* Begin *

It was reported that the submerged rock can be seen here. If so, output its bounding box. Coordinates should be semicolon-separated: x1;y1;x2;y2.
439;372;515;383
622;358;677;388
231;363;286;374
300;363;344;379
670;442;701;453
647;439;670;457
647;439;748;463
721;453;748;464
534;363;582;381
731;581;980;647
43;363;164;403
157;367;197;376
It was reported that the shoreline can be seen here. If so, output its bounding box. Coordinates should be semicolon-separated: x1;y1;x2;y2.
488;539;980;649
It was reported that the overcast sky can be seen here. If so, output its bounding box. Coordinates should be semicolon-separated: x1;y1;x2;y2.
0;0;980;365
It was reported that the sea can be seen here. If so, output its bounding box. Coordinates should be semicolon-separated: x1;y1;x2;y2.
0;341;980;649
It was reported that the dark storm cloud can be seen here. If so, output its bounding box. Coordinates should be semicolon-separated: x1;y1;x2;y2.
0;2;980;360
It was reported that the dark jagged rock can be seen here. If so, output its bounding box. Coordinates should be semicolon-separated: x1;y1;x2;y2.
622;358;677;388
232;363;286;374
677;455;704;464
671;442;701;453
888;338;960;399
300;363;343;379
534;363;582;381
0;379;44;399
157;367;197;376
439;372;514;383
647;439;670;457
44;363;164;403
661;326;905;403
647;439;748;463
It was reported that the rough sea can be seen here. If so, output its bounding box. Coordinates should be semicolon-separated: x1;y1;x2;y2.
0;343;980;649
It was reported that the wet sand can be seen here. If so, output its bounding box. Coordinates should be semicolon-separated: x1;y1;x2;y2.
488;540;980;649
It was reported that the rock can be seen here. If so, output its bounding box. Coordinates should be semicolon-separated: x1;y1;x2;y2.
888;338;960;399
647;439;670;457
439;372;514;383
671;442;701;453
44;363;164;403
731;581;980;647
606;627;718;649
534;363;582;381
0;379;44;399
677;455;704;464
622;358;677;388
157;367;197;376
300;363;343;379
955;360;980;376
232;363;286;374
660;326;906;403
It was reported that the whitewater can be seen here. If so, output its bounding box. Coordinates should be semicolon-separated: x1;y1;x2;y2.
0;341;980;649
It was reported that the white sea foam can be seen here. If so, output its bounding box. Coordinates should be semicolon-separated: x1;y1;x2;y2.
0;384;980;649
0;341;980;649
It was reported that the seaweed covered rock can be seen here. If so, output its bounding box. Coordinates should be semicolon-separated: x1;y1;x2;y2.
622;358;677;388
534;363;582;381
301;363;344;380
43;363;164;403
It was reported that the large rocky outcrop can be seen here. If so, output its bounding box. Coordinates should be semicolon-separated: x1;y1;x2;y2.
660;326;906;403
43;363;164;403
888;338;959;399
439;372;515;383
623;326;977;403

* End *

**TASK INSTRUCTIONS**
Please recast every row above as a numbered list, leaving out any blank lines.

**RESPONSE TO THIS EXERCISE**
1. It was reported that the submerged rock can be seen here. If so, output its bounding box. Coordinates should be semicolon-separated: x1;y1;x2;y2.
2. 439;372;515;383
3. 622;358;677;388
4. 231;363;286;374
5. 300;363;344;379
6. 670;442;701;453
7. 647;439;670;457
8. 647;439;748;463
9. 721;453;748;464
10. 534;363;582;381
11. 731;581;980;647
12. 43;363;164;403
13. 157;367;197;376
14. It was reported that the shoreline can be seen here. If so, output its bounding box. Coordinates should be semicolon-separated: x1;y1;x2;y2.
15. 488;539;980;649
16. It was reported that the overcast sky can be seen here. If so, output its bounding box. Coordinates should be semicolon-separated: x1;y1;x2;y2.
17. 0;0;980;365
18. It was reported that the sea can be seen here. If so, output its bounding box. Coordinates should be semicolon-separated: x1;y1;x2;y2.
19. 0;341;980;649
20. It was reported that the dark storm cloud can be seen here. If so, output its bounding box. Coordinates should be semicolon-separated: x1;y1;x2;y2.
21. 0;2;980;360
22. It was reported that the dark jagged rock can be seen here. If so, output its bounding box. Coordinates should be semicolon-separated: x1;y1;x2;y2.
23. 622;358;677;388
24. 232;363;286;374
25. 677;455;704;464
26. 671;442;701;453
27. 888;338;960;399
28. 300;363;343;379
29. 534;363;582;381
30. 0;379;44;399
31. 157;367;197;376
32. 439;372;514;383
33. 647;439;670;457
34. 44;363;164;403
35. 661;326;905;403
36. 647;439;748;463
37. It was reported that the rough sea can be seen here. If so, output its bounding box. Coordinates should be semicolon-separated: x1;y1;x2;y2.
38. 0;343;980;649
39. It was reported that the wet sand can be seen here. If so, output its bounding box. Coordinates should be semicolon-separated: x1;y1;x2;y2.
40. 488;540;980;649
41. It was reported that the rock can be seen here. If so, output its bounding box. Coordinates should be semicolon-separated: x1;y1;x2;y2.
42. 888;338;960;399
43. 647;439;670;457
44. 439;372;514;383
45. 671;442;701;453
46. 44;363;164;403
47. 731;581;980;647
48. 606;627;718;649
49. 534;363;582;381
50. 0;379;44;399
51. 677;455;704;464
52. 622;358;677;388
53. 157;367;197;376
54. 300;363;343;379
55. 955;360;980;376
56. 232;363;286;374
57. 660;326;906;403
58. It was reported that the whitewater can be seen here. If so, output its bounding box. Coordinates should be semicolon-separated: x1;y1;x2;y2.
59. 0;341;980;649
60. It was reported that the white sea foam can be seen here. If so, output its bounding box. Coordinates should be semicolon-separated: x1;y1;x2;y2.
61. 0;384;980;649
62. 0;341;980;649
63. It was reported that the seaweed covered rock can be seen here. If so, output its bounding box. Coordinates should be semicolon-separated: x1;y1;x2;y2.
64. 622;358;677;388
65. 534;363;582;381
66. 301;363;344;380
67. 43;363;164;403
68. It was reported that the large rocky outcrop can be seen here. If so, output its bounding box. Coordinates should be semicolon-separated: x1;y1;x2;y2.
69. 660;326;906;403
70. 43;363;164;403
71. 888;338;959;399
72. 439;372;515;383
73. 623;326;977;403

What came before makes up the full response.